Goal:
Reproduce the records below verbatim, from the very first line through the line containing "[[[821,605],[818,469],[773,472],[773,587],[780,606]]]", with both ends included. Omit the pictures.
— Begin Data lines —
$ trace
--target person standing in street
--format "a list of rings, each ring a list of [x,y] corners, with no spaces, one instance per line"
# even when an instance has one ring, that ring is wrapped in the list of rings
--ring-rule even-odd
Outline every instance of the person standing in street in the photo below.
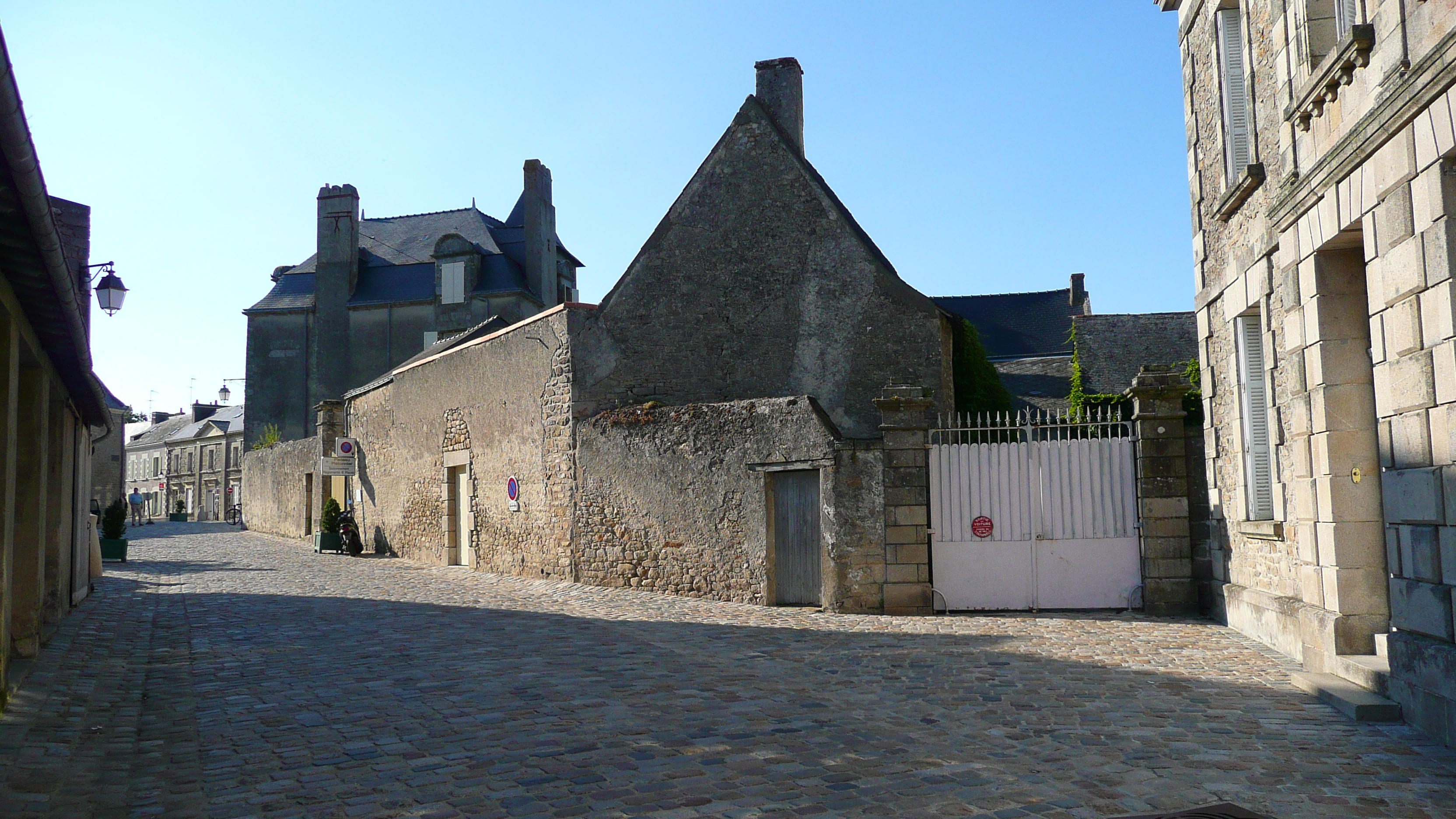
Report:
[[[141,523],[143,523],[143,520],[141,520],[141,504],[146,503],[146,501],[147,501],[147,498],[141,497],[141,493],[137,490],[137,487],[131,487],[131,494],[127,495],[127,503],[131,504],[131,525],[132,526],[141,526]]]

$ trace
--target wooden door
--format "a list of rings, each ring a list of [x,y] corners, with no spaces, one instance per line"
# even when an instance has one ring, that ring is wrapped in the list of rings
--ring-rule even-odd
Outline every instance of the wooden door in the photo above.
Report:
[[[821,605],[818,469],[773,472],[773,587],[780,606]]]

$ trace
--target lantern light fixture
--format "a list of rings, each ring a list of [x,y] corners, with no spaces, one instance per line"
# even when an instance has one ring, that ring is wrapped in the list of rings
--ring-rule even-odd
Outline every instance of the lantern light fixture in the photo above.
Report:
[[[96,281],[96,275],[90,277],[90,281],[96,284],[96,303],[100,309],[106,310],[108,316],[116,315],[121,309],[121,303],[127,299],[127,286],[121,283],[121,277],[116,275],[116,262],[100,262],[86,265],[87,270],[99,267],[96,275],[100,281]]]
[[[227,404],[227,399],[233,396],[233,391],[227,389],[227,382],[248,380],[248,379],[223,379],[223,389],[217,391],[217,402]]]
— End Data lines —
Task solution:
$ trace
--target person standing in street
--format "a list of rings, each ring a list of [x,y] corners, with no spaces, one instance per line"
# even when an instance has one ring, that ring is wrapped in the list of rings
--ring-rule even-odd
Outline every instance of the person standing in street in the photo below.
Report:
[[[141,523],[143,523],[143,520],[141,520],[141,504],[146,503],[146,501],[147,501],[147,498],[141,497],[141,493],[137,490],[137,487],[131,487],[131,494],[127,495],[127,503],[131,504],[131,525],[132,526],[141,526]]]

$ trace
--target wooden door
--format "a list of rings, each ring a list of [x,y] corners, with no spaces, one instance per line"
# even when an instance has one ring, that ring is wrapped in the list of rings
--ring-rule even-odd
Outline every instance of the wooden door in the photo above.
Report:
[[[821,605],[818,469],[773,472],[773,587],[780,606]]]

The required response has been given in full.